SAT
This past weekend, a pioneering group of testers sat for the inaugural digital SAT. The reports are in, and they’re nearly universal: The March SAT was a shitshow.
Literally every student we’ve heard from—not to mention the hundreds who posted on Reddit—agrees that the second modules were significantly more challenging than the examples provided on the bluebook app. We haven’t heard from one person who thought the test was easy.
But there’s an important thing to keep in mind as we wait for scores: harder tests usually produce better scores.
To make tests standardized, all tests are equated to one another. That means that the objective difficulty of the test—not the cohort of students sitting for the test– determines the scaling. Accordingly, “easier” feeling tests will likely have more punishing scales than do “difficult” feeling tests. Historically when students all leave a test discussing how “easy” it was, the scores will not reflect that feeling (see, e.g., the October 2023 PSAT).
Let’s take a look at an example from the previous version of the SAT. Below we have a snippet of the scoring sheet from two SAT practice tests, both of which were administered as official SATs prior to becoming practice tests. The “raw score” in the left column represents the number of questions a student answered correctly. The “math section score” in the right column represents the scaled score, which is your typical SAT score.
Practice Test #7 Practice Test #8
To make this a bit easier to digest, here’s a table showing the number of questions wrong on each test and the corresponding score:
At every number of questions wrong, students score higher - considerably so - on practice test 8.
What do these scales tell us about the tests? They tell us that Practice Test #8 was objectively more difficult. A student taking that test would likely have a much worse time during the test because the content would be a lot harder. However, when students receive scores, they don’t care about the number of questions they missed. Only the score. Would you rather have 4 questions wrong and a 740 or 6 questions wrong and a 770?

● **WHAT YOU WILL DO**:
A: Please answer these from the digital SAT text:
(i) What did students agree about the second modules?
(ii) What determines the scaling when tests are equated?
(iii) What does the "raw score" in the left column represent?
B: Go on with the digital SAT text, starting after its final question.
The data on this page comes from a separate source and is unrelated to the digital SAT text.

● **MATERIAL PROVIDED**:
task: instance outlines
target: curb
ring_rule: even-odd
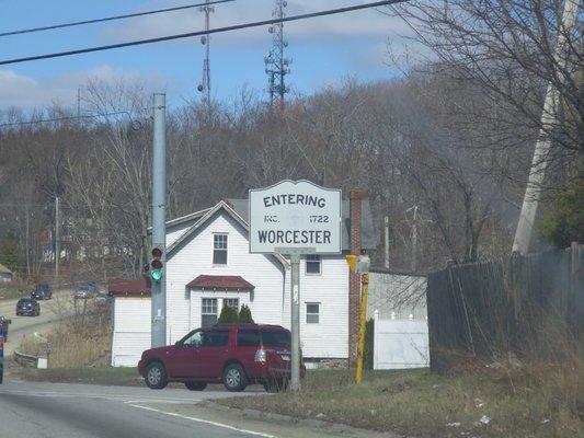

...

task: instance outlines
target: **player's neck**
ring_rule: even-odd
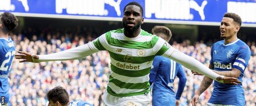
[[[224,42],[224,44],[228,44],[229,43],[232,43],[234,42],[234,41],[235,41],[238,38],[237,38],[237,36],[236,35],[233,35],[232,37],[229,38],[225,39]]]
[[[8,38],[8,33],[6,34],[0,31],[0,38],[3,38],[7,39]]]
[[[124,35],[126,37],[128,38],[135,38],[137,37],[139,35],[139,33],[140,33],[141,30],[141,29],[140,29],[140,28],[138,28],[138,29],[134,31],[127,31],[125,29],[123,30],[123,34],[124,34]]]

● **ANSWERS BY TASK**:
A:
(i) They were significantly more challenging than the examples provided on the bluebook app.
(ii) The objective difficulty of the test, not the cohort of students sitting for it.
(iii) The number of questions a student answered correctly.

B:
The second reason why student diagnosis isn’t the most accurate: We’re pretty bad at self-diagnosing performance on standardized tests. For the most part, students remember the hardest questions (those they spend the most time working on) and can identify whether they got those questions right or wrong. But they fail to see the questions that were hard because the wording was unexpected or the question stem asked them for information that required an extra step or two. For example, let’s look at this “difficult” ACT math question:
For context, the ACT math section generally gets more difficult over the course of the test.. Question 60 is the final question on the section, so students should be expecting a challenge here. Even the best math students struggle to answer this question correctly because they don’t take the time to process what makes it difficult. They see the conversion from feet to yards, divide by 3, and boom done. Unfortunately, they needed to convert square feet to square yards, so they should have divided by 9. Most students will never think of this question again because it felt so easy. This question won’t even factor into the equation for how difficult the test felt, but it certainly will factor into their score.
Bottom line: Let’s save the freaking out until after scores come back. We’re still holding out hope that the scores will be better than the experience.
Bottomer line: The SAT has always been a challenging test. There’s been much written about the dumbing down of the SAT because the passages are shorter, but if there’s one thing the College Board is good at, it’s pissing off large groups of people. If there are two things CB is good at, it’s that AND making a challenging test that measures a student’s college readiness in math, reading comprehension, and grammar. Let’s expect the test to be challenging and prepare accordingly.